• [Dataset records on where objects appear]

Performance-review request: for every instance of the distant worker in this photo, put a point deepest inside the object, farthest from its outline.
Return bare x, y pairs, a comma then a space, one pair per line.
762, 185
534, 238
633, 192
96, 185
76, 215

• [GOAL OF THE EXERCISE] Rewrite the records above with "distant worker" replaced by "far-off worker" throughout, changing nothing else.

• [SOLUTION FOR THIS TASK]
Performance-review request: for every instance of the far-off worker in this photo, put a point deepest inside the object, farthest from its outline.
Return bare x, y pairs, a comma then a space, one pair per line.
762, 185
534, 238
633, 192
96, 185
76, 215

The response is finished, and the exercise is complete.